Omit any picture, and return the remaining data exactly as written.
━━━━━━
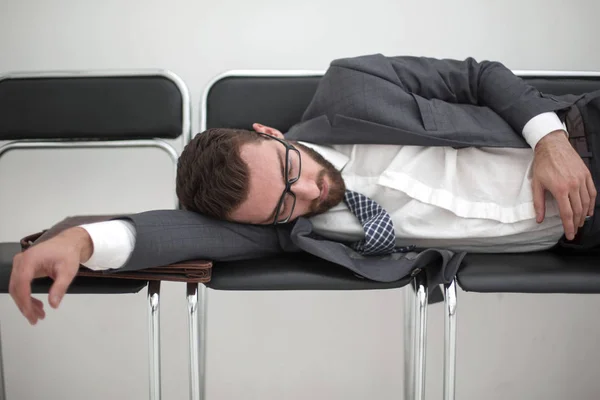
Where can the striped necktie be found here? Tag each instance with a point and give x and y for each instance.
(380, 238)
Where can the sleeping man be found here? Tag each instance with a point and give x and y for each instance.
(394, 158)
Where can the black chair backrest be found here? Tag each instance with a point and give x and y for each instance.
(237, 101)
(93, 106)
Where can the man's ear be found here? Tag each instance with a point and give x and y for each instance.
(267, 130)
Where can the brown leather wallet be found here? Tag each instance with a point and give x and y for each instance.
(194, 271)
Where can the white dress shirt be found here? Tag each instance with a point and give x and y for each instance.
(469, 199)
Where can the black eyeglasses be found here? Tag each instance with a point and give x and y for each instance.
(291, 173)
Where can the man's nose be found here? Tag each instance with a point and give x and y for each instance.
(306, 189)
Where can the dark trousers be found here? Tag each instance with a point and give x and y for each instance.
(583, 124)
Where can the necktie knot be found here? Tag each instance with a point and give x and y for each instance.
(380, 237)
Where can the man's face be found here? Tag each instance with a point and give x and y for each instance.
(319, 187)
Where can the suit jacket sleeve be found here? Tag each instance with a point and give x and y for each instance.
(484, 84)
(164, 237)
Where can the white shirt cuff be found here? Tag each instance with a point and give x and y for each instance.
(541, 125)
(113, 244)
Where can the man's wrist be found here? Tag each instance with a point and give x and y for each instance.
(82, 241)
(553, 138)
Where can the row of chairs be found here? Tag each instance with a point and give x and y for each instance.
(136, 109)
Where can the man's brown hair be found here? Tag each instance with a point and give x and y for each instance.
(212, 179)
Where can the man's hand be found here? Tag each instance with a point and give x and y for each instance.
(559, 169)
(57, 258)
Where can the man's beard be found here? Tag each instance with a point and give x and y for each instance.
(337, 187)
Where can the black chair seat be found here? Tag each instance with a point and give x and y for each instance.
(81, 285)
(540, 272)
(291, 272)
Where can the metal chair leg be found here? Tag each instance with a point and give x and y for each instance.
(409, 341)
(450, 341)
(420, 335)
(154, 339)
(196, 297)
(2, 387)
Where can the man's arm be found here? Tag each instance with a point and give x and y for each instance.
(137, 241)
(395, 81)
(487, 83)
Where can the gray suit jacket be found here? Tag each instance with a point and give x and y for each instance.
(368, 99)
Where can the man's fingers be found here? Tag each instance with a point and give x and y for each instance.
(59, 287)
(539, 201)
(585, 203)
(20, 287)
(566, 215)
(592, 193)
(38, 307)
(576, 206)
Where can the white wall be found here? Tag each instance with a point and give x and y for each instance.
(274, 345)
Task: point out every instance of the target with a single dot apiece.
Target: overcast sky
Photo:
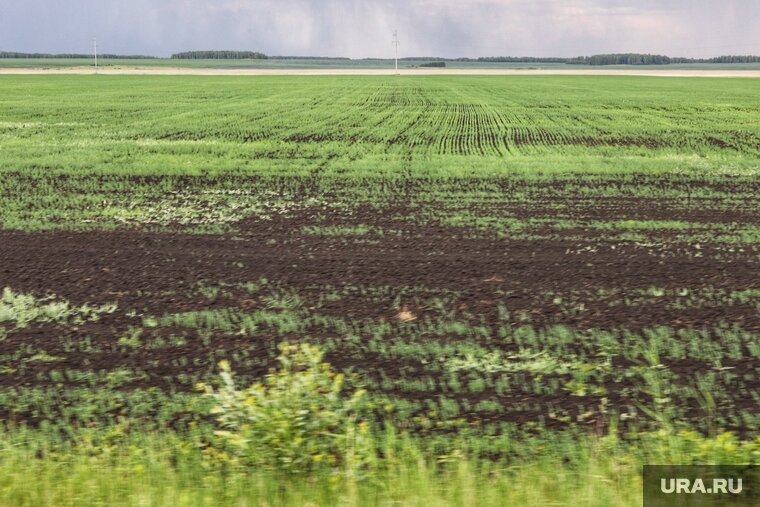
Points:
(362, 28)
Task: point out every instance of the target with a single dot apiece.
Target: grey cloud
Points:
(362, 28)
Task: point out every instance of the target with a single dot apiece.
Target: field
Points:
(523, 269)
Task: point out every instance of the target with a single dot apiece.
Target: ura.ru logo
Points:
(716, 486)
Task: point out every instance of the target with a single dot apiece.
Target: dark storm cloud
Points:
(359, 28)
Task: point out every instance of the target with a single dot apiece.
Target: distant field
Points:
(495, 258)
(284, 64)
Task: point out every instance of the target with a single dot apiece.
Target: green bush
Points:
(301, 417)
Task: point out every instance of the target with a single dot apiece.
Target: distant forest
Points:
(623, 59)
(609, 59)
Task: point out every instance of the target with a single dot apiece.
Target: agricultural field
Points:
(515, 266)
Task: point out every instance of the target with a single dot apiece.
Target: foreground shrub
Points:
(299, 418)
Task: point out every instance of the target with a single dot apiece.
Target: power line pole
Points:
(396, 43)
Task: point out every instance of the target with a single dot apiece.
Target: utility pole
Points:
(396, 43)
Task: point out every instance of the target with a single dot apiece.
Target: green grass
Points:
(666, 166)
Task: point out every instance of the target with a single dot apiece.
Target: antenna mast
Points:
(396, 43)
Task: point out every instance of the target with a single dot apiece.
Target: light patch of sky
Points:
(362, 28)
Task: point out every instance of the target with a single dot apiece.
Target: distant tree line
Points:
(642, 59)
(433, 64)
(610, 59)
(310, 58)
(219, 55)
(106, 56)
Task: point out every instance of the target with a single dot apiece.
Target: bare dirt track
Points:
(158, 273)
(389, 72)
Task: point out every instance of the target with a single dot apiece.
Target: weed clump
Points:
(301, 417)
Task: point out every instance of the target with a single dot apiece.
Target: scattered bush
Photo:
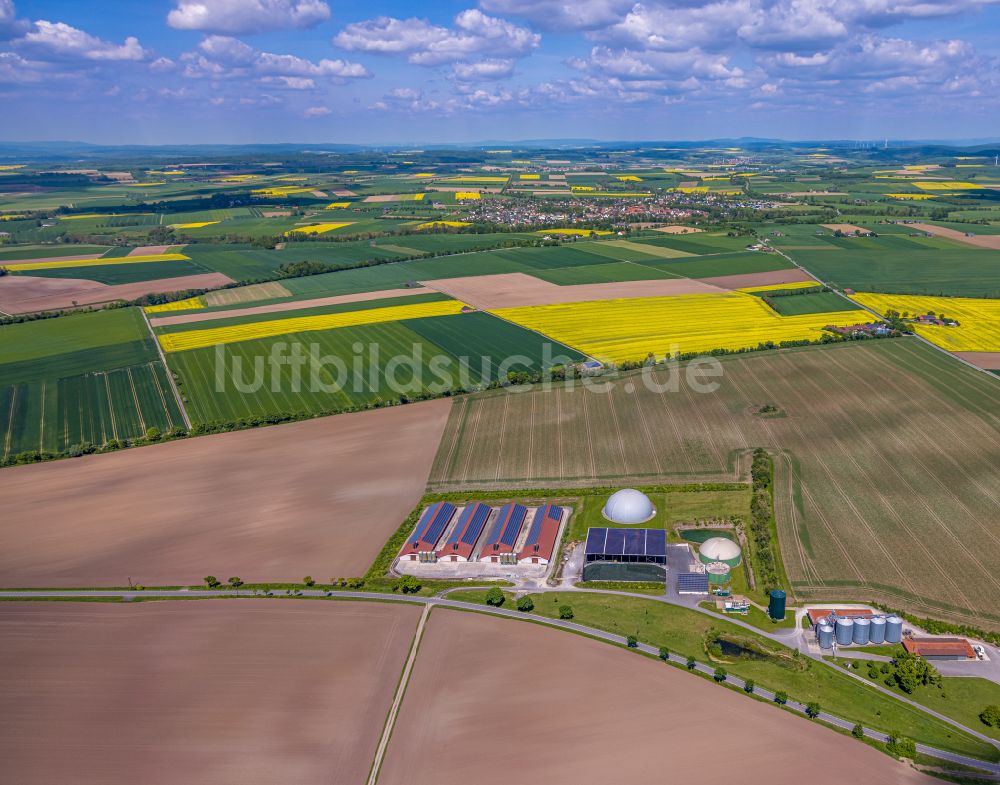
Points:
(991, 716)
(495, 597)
━━━━━━
## RESULT
Where can the striped necktie be found here? Tag each instance with a point and give x and y for each instance.
(380, 238)
Where can the sleeping man be found here? Tag each instance with a point and give x and y for each instance.
(394, 158)
Where can the black chair backrest be found here? Tag each instance with a point and give x and y for each instance.
(237, 101)
(93, 106)
Where can the man's ear be found here? Tag each instance with a point and give x and y for each instance.
(267, 130)
Where can the brown leather wallet be found here? Tag each instance with a point and give x and y for each instance.
(194, 271)
Where can the white dress shirt be found here? Tag each instance with a point and give x and y for each instance.
(469, 199)
Where can the black eyeglasses be found here? Tag each instance with a point and give x and y for each instance.
(291, 173)
Where can the man's nose be found here? Tag each instance with a point and give x and y for each instance.
(306, 189)
Where can the dark trousers be found here? Tag each instance with a point and give x and y for each instance.
(583, 124)
Where can the necktie knot be found here? Tag each instance with a point and give x and y for each instance.
(380, 237)
Where can the man's face be found here? Tag each instance with a point and give x and y for each instance.
(319, 187)
Where can the suit jacket sleeve be found here? Tag each instance with a point and give x and y for each instance.
(484, 84)
(164, 237)
Where can the white shirt cuff be found here? Tag each instance with a point and give x and y for each instance.
(541, 125)
(113, 244)
Where can the man's wrist be found here? Tag each instance with a point and give x and y for each instance.
(82, 241)
(553, 138)
Where can the row of chairs be found here? Tag each instance with a point and give x and y for each instance.
(136, 109)
Where can the man's brown hair be found here? Tag each instance with a point and give x and y for each instance.
(212, 179)
Where can the man's hand be found here? Tag each instance with a point and give x and y for each instance.
(559, 169)
(57, 258)
Where can the man's beard be found here? Tag each instance with a point and give x and y for each instance.
(337, 187)
Where can the black chair seat be found here? Tag each instance with a point and give x and y for each instance.
(81, 285)
(540, 272)
(291, 272)
Where can the metal chair leg be found here? Tag each instance with a point and give x and y for each instance.
(409, 341)
(450, 341)
(420, 335)
(154, 339)
(196, 297)
(2, 387)
Where can the man's arm be found here? Tag each instance with a point and give x and y for each instance.
(137, 241)
(395, 81)
(487, 83)
Where can the gray suit jacket be found here? Tag each instance with a point and give x and y for each instance.
(368, 99)
Where can the man's fingers be found here? Tag each instance with a point and give x and y for each instance.
(59, 287)
(539, 201)
(585, 203)
(20, 287)
(566, 215)
(592, 193)
(38, 307)
(576, 206)
Where can the white wall be found here? Tag each instance with a point and give x and y for each instance.
(274, 345)
Task: point out every instance of the target with a single dot apiece.
Target: overcast sky
Photo:
Points:
(362, 28)
Task: point out every instance of the target with a single dot apiece.
Target: grey cloud
Points:
(362, 28)
Task: point out every instance of the target with a single dot apiece.
Target: field
Points:
(523, 269)
Task: point out every instance of the target with a single dot apiece.
Target: ura.ru logo
Points:
(716, 486)
Task: point out every instance of the target with a single dot apiece.
Target: dark storm cloud
Points:
(359, 28)
Task: point out every instance of the target with a single dot apiece.
Target: distant field
Points:
(495, 258)
(284, 64)
Task: point out every instance of the target with a single dot apiece.
Target: green bush
Points:
(301, 417)
Task: point out every instance of the target with a single dot apiece.
Target: distant forest
Points:
(623, 59)
(609, 59)
Task: point out every instance of the target with a single dot apiece.
Target: agricultural field
Points:
(515, 266)
Task: point out every instance of the target with a single dot apiece.
Target: foreground shrub
Points:
(299, 418)
Task: point out every instance of the target with a single dot apiece.
Target: power line pole
Points:
(396, 43)
Task: point out every instance of the target with a single dot apiece.
Target: utility pole
Points:
(396, 43)
Task: point out every instance of the target with a single dot apiece.
Target: green grass
Points:
(666, 166)
Task: point out every instance of the target with a single dot apiece.
Target: antenna mast
Points:
(396, 43)
Task: point out every instance of the target with a single dot apiece.
Target: light patch of sky
Points:
(362, 28)
Task: point out every instance of the target with a single dot apiece.
Target: distant tree line
Points:
(642, 59)
(433, 64)
(610, 59)
(310, 58)
(219, 55)
(106, 56)
Task: point out every instance of the target with a single dot apiece.
Target: bare dirt track
Points:
(158, 273)
(389, 72)
Task: point out every instance of the target with a single dot apiece.
Target: weed clump
Points:
(301, 417)
Task: point out every instance of the target with a single dot apiece.
Target: scattered bush
Photo:
Points:
(991, 716)
(495, 597)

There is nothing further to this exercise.